*Task to complete*
Transcribe verbatim the part of the rows below that opens with the line containing "Please locate the wooden" and closes with the final line of the rows, including both ends.
┌──
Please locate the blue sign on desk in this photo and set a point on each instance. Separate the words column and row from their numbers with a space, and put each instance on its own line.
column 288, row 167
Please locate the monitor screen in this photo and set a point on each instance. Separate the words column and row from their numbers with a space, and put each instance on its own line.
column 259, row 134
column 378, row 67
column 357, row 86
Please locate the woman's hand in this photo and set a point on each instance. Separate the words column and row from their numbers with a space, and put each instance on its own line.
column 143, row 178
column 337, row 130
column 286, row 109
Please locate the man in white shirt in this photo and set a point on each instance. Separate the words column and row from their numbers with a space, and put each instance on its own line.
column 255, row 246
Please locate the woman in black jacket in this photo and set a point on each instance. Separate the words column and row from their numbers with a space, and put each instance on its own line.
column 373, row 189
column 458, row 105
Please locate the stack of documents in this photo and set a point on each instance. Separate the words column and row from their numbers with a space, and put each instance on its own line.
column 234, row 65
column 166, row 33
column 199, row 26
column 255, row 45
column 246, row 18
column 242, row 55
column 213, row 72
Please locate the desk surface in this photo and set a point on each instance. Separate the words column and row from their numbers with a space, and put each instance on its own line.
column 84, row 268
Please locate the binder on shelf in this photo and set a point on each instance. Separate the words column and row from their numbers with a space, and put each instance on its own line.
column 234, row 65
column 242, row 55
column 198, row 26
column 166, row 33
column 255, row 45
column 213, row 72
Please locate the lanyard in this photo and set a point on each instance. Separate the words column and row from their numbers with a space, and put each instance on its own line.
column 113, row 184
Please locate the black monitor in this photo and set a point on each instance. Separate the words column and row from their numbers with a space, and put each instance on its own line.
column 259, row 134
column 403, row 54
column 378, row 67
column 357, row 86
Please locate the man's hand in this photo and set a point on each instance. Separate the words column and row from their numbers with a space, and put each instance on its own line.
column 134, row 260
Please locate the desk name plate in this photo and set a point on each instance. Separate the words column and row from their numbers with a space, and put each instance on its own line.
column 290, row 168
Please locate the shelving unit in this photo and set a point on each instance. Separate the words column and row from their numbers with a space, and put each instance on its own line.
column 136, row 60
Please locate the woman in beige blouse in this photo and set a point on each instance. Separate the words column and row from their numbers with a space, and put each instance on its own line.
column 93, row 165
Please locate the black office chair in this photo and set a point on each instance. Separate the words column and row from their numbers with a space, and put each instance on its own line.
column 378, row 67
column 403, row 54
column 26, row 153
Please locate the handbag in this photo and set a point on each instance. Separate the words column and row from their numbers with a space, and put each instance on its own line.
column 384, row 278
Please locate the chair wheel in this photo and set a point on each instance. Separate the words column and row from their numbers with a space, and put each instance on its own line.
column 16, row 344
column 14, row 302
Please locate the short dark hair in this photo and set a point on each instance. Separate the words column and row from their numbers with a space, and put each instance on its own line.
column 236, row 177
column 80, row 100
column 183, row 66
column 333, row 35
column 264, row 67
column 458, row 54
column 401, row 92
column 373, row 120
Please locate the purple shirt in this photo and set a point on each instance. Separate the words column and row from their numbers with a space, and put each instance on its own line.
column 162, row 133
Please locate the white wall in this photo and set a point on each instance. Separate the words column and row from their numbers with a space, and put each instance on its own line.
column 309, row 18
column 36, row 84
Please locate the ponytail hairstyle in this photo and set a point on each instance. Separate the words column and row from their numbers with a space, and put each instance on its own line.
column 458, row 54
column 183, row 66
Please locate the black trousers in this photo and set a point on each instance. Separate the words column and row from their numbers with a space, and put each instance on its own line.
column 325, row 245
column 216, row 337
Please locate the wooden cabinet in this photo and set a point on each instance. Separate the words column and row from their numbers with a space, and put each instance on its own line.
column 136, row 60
└──
*Correct output*
Please locate the wooden cabinet in this photo and set a point on each instance. Separate the words column and row from their numbers with a space, and put each instance on its own line.
column 136, row 60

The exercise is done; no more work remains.